((
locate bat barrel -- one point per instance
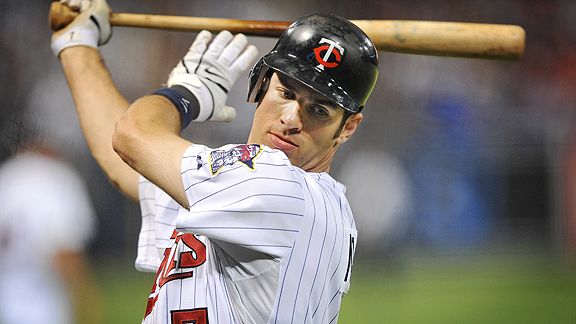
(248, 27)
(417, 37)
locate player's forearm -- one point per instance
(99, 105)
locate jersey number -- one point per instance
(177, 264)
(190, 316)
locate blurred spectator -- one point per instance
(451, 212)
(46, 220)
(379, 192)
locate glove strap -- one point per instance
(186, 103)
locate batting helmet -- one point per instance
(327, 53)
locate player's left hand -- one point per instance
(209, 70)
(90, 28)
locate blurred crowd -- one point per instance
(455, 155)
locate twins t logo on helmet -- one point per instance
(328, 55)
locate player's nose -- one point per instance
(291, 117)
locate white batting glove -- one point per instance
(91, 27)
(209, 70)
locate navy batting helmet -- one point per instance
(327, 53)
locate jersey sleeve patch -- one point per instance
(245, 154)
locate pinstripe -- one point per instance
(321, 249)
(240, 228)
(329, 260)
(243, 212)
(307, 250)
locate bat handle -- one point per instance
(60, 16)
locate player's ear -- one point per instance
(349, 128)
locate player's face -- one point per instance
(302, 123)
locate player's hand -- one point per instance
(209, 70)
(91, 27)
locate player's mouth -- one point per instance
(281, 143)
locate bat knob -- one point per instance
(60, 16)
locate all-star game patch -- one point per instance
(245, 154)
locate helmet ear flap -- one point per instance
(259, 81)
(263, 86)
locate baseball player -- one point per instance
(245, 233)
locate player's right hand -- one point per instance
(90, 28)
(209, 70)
))
((
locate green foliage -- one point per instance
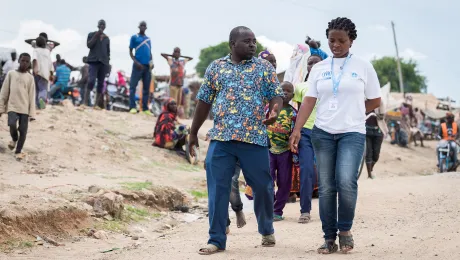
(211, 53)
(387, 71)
))
((
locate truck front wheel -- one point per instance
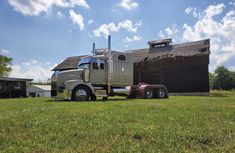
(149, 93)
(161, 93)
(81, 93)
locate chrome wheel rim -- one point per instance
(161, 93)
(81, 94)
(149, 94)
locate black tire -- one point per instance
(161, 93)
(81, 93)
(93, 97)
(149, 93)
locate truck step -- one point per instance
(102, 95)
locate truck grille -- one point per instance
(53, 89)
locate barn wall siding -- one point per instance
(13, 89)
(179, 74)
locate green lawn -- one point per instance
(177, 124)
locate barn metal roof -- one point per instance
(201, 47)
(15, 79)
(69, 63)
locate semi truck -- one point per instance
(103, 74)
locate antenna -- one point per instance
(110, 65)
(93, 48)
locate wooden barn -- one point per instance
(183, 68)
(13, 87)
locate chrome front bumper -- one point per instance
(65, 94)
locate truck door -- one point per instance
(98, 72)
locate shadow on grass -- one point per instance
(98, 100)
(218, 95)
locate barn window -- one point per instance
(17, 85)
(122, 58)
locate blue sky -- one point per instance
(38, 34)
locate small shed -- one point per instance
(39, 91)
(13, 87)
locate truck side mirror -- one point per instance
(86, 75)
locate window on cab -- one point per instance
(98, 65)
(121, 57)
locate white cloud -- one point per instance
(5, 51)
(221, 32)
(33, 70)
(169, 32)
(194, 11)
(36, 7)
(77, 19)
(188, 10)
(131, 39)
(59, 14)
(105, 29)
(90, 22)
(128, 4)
))
> [Directions] Pick out every line of the records above that contains the string "wheel". The match is case-sensitive.

> [Exercise solution]
locate truck front wheel -- one point per instance
locate chrome wheel rim -- one point per instance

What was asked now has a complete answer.